▸ Supplied passage
The Otto plan has a twist. While 75% of the carbon price is distributed evenly and directly to all citizens, 25% is distributed as refundable tax credits intended to cover 30% of the cost of clean energy improvements that use Minnesota companies. This may include solar panels, heat pumps for heating and cooling, insulation, new lighting, etc. New or used electric cars count. So it all goes back to the people, but some of it is directed to support the energy transition for individuals and families.

(A “refundable credit” is a tax credit that you still get even if you did not pay enough taxes to use it, so people of any income will be able to access the clean energy benefits.)

The conservatively estimated potential cash gain for a typical Minnesota family is laid out in this table from the Otto campaign:

That is for one year. As the plan matures, a decade down the line, we can assume the carbon price component will diminish, but the household payback for being off fossil fuels will increase, and, guess what? The plant gets to live and your children don’t have to live in as much of a dystopian future!

The clean energy technologies that will need to be deployed mostly already exist, and most of them can be processed and supplied right here in Minnesota. Indeed installing PV panels and car chargers, or efficient heat pump based furnaces, etc. is the kind of job that can not be outsourced to some other country, because your house is here so the work gets done here! It is estimated that some 80,000 long term high paying jobs will be generated from this infrastructure redo. That will in turn increase revenues to the state and quite likely, will spell surpluses, some of which are likely to be tax rebates or other sorts of payoffs to the citizens of the state.

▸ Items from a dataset
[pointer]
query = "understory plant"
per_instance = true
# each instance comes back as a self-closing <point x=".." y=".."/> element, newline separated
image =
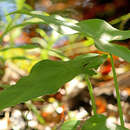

▸ Task A
Summarize the Otto plan passage in two sentences.
▸ Task B
Reproduce the dataset records line for line, leaving out the picture.
The Otto plan passage and the records are unrelated to each other.

▸ Full response A
The Otto plan distributes 75% of its carbon price evenly and directly to all citizens. The other 25% goes out as refundable tax credits meant to cover 30% of the cost of clean energy improvements that use Minnesota companies, such as solar panels, heat pumps, insulation, lighting, and electric cars, and this installation work cannot be outsourced and is estimated to generate some 80,000 long-term high-paying jobs.

▸ Full response B
[pointer]
query = "understory plant"
per_instance = true
# each instance comes back as a self-closing <point x=".." y=".."/> element, newline separated
image =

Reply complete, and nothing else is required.